State how many lines of the records contain the string "pixel", and give no other information.

------------------------------------

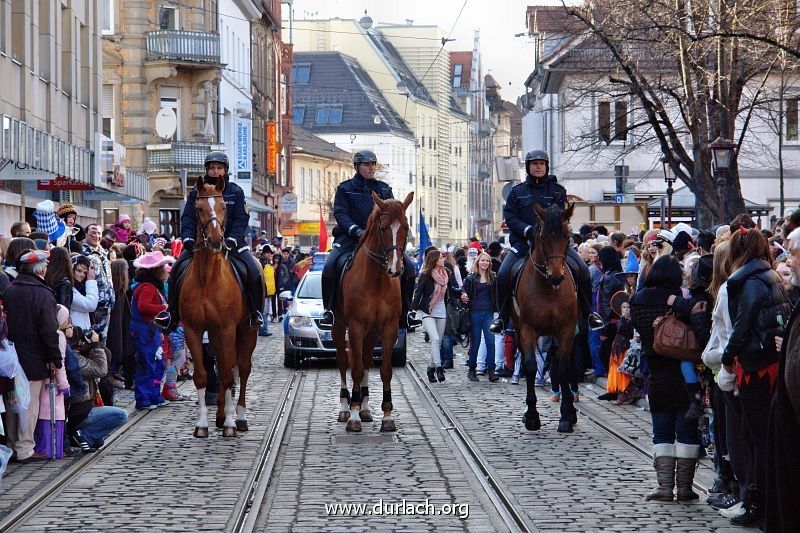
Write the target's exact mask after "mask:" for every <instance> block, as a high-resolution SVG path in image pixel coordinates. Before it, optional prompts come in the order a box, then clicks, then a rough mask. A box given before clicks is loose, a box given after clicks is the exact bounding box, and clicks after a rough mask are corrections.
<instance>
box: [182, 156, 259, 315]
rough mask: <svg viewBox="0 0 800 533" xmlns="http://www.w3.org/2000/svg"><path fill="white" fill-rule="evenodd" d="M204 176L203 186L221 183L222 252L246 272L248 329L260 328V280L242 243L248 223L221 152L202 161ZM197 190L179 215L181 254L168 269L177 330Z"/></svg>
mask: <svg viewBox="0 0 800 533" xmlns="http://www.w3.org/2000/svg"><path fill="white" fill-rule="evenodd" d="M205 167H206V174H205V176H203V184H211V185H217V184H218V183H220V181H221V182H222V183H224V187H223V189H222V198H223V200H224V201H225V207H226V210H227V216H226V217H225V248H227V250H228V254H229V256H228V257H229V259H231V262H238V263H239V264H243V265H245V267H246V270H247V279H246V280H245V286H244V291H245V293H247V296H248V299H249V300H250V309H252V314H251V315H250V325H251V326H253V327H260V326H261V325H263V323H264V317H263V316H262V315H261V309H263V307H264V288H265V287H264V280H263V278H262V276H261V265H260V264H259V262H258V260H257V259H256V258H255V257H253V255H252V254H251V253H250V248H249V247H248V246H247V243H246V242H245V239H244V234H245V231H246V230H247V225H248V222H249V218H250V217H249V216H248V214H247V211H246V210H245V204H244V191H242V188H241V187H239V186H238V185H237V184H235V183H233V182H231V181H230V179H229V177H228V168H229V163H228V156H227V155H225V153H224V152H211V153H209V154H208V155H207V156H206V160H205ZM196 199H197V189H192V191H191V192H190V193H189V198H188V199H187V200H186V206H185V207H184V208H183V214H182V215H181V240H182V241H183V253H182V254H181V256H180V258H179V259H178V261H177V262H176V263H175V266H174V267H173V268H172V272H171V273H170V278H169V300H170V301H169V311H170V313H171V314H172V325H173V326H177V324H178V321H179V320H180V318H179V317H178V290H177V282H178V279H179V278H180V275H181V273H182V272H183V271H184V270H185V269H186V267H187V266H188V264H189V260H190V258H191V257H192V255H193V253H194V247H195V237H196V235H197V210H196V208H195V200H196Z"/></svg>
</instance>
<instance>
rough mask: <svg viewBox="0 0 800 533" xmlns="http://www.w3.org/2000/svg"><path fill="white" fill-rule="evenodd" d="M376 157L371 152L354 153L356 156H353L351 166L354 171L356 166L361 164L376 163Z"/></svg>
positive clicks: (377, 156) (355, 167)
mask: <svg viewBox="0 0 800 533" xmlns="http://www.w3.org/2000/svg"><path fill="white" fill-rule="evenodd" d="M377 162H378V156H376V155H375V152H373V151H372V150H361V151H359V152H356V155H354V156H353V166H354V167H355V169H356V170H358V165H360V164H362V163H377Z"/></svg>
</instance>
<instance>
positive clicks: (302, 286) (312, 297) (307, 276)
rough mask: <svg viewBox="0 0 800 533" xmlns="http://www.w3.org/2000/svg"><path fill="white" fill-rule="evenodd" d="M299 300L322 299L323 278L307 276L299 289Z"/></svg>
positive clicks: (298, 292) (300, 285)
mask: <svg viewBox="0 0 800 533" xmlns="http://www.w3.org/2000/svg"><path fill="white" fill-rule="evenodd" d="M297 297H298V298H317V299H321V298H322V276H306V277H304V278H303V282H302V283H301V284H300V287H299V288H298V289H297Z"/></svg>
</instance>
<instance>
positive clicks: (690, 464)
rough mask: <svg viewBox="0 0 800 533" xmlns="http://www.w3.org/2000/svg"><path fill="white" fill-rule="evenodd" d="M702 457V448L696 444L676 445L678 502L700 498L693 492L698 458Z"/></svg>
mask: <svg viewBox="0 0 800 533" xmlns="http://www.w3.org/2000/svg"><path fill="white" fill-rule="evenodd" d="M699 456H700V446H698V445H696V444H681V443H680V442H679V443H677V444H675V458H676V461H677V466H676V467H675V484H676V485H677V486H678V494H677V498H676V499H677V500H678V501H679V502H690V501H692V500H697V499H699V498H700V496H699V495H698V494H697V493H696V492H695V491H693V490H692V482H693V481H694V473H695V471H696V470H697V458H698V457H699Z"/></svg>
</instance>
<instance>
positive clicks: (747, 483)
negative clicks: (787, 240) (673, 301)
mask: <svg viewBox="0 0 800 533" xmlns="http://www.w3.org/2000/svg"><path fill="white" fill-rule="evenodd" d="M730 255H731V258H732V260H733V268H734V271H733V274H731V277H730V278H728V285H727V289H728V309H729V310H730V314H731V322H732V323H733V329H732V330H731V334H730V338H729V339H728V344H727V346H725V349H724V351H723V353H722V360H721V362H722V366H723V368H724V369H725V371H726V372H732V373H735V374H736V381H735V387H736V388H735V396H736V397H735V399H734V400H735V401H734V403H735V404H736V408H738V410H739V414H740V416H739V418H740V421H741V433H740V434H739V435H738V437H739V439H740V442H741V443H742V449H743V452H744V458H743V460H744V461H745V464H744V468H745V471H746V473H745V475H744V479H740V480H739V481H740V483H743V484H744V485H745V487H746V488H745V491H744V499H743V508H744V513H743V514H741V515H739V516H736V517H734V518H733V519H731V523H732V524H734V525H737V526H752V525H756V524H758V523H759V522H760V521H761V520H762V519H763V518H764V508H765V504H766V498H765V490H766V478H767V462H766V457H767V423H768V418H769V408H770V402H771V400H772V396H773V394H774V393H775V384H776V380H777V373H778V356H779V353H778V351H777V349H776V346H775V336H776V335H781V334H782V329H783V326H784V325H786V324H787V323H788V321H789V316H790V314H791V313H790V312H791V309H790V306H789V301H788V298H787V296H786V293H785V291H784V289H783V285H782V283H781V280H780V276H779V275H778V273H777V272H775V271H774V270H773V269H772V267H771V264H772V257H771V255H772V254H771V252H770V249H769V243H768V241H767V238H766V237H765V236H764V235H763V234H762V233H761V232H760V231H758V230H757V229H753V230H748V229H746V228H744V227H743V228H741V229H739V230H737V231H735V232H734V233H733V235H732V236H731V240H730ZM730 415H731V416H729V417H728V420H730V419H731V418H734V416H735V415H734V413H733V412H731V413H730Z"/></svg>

------------------------------------

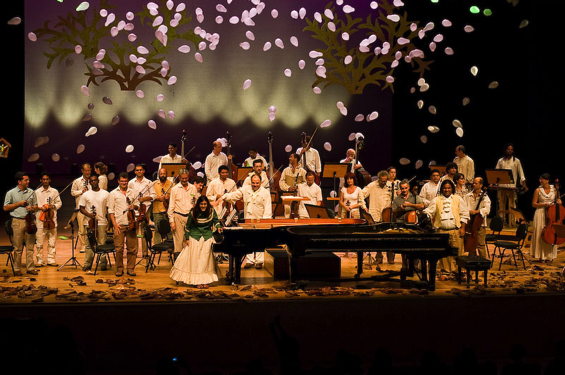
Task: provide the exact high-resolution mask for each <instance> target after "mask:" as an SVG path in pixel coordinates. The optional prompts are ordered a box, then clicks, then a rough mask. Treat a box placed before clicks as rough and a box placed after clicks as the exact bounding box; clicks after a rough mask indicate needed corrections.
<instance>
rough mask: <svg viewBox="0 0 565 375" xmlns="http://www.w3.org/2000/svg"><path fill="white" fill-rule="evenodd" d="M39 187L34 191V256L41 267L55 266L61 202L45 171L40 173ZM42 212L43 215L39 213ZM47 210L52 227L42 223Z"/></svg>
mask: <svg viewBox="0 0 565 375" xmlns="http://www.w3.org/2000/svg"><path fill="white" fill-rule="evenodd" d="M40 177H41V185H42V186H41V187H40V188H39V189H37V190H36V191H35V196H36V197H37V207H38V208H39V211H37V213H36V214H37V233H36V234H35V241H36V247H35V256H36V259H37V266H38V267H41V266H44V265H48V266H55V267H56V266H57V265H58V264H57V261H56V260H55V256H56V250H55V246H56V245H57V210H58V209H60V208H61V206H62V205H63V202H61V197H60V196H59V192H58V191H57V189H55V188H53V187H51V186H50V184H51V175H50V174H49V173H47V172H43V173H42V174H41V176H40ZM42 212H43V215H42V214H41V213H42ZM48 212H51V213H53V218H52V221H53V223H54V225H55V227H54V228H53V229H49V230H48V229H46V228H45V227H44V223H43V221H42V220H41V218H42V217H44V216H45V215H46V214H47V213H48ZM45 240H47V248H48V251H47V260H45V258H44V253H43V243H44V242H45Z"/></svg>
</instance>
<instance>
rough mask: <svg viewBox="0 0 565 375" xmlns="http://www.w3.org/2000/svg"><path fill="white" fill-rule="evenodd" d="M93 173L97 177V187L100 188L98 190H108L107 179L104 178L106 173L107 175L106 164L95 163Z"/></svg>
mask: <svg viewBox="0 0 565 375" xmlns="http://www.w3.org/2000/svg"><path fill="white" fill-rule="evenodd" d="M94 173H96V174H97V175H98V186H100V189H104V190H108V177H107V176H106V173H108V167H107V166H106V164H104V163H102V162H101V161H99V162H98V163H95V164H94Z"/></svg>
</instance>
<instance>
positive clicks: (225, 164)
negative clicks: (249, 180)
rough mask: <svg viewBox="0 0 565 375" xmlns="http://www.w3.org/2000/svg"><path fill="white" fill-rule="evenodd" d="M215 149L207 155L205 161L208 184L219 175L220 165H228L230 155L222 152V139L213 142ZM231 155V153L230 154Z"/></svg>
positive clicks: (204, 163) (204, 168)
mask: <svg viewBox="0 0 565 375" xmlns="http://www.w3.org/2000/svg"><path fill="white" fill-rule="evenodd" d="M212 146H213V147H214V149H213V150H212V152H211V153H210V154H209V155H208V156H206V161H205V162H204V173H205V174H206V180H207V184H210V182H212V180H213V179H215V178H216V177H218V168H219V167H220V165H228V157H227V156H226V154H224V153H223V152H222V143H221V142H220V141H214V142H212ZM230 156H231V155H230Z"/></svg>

------------------------------------

→ **Solution for this task**
2